Given text:
»»
Brazilian comic shop

Itiban Comic Shop is a Brazilian comic book store founded in 1989 by the couple Mitie Taketani and Francisco Utrabo (better known as Xico Utrabo) in Curitiba. It was the first bookstore specializing in comics in the Brazilian South Region and one of the pioneers in Brazil. The name references the Japanese word "ichiban" (一番), meaning "number 1".

== History ==

In its early years, Itiban also sold newspapers and magazines due to the rules of the distributors. Over time, they managed to increase the amount of material related to comics, music and cinema. They also started to sell comics from the United States and the United Kingdom after an agreement with Devir Livraria, which acted as comic book's importer.

In all its years of operation, Itiban has held events related to comics and launches of works by various artists such as Lourenço Mutarelli, Bianca Pinheiro, Laerte Coutinho, Rafael Coutinho, Fábio Moon, Gabriel Bá and Marcello Quintanilha, among others. Some of its main activities are the regular chats with authors from all over Brazil, the ItiClub (its free monthly reading club) and the Itiban Jam Session (a live "drawing battle"). In addition, Mitie is also one of the curators of Bienal de Quadrinhos de Curitiba, which counts with Itiban as one of the supporters.
««
Required work:
Based on the comic shop text, explain why Itiban sold newspapers and magazines in its early years. The rows play no part in this.

Data section:
»»
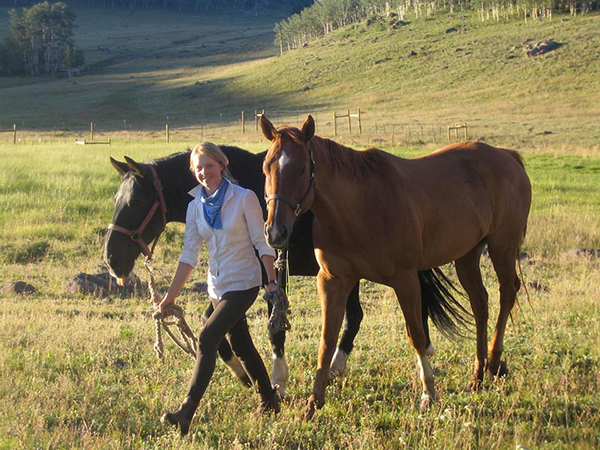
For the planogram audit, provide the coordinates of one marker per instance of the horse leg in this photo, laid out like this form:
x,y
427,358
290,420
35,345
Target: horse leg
««
Result:
Itiban sold newspapers and magazines in its early years because of the distributors' rules.